- What to do -
Which lines of the entries hold the string "juicer"? Copy each one.

- Records from a data collection -
************
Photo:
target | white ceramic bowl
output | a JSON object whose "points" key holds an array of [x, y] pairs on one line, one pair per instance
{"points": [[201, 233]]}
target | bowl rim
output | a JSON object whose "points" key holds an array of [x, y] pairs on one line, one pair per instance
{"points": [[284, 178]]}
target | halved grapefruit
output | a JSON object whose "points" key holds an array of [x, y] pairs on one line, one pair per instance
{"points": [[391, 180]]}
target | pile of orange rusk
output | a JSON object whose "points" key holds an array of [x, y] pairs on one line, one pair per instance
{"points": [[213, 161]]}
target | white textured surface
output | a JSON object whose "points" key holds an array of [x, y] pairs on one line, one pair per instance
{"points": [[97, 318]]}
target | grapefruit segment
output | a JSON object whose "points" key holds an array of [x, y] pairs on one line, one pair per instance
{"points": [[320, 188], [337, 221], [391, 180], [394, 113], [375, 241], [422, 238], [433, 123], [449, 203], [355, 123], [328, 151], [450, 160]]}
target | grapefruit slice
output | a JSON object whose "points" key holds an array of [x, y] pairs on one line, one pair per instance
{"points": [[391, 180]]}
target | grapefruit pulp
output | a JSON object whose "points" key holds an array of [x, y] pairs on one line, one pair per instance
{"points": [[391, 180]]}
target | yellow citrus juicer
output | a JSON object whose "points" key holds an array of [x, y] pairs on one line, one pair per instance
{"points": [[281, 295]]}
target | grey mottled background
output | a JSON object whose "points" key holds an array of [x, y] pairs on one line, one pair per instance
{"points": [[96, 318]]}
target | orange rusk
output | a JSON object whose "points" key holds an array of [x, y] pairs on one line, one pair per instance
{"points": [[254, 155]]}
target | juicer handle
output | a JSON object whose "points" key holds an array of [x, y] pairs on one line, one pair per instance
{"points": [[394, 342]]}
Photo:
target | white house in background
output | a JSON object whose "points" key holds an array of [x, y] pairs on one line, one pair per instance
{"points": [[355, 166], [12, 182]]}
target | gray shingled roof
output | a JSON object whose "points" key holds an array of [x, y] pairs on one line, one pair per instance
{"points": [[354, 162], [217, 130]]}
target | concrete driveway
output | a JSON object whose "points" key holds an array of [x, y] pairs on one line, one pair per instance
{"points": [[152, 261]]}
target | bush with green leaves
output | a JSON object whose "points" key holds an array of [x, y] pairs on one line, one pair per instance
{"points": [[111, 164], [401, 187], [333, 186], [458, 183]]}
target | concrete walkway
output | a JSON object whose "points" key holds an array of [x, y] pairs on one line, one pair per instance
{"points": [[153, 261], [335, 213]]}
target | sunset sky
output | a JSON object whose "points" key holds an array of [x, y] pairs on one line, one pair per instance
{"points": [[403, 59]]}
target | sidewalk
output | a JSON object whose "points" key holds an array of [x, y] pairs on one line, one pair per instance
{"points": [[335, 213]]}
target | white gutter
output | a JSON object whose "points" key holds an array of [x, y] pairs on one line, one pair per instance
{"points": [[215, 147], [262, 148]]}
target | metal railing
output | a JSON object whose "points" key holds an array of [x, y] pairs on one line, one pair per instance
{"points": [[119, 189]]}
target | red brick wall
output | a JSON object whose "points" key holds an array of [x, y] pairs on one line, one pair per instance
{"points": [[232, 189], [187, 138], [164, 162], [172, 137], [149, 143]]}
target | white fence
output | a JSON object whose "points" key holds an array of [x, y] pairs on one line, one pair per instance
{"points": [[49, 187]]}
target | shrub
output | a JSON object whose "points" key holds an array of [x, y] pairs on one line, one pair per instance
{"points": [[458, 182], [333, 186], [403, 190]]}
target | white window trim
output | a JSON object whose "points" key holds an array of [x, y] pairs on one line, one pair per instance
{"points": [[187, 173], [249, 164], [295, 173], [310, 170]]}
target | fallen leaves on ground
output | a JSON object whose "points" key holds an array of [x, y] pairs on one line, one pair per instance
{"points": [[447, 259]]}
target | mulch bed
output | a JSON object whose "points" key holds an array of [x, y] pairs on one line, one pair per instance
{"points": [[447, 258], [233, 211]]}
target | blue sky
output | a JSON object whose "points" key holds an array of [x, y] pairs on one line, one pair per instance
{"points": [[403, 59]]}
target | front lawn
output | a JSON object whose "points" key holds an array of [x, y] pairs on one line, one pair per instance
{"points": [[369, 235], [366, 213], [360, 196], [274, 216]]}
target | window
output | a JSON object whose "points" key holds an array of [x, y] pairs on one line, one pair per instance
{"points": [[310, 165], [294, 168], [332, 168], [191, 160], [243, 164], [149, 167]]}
************
- Response to this exercise -
target | yellow citrus juicer
target | juicer handle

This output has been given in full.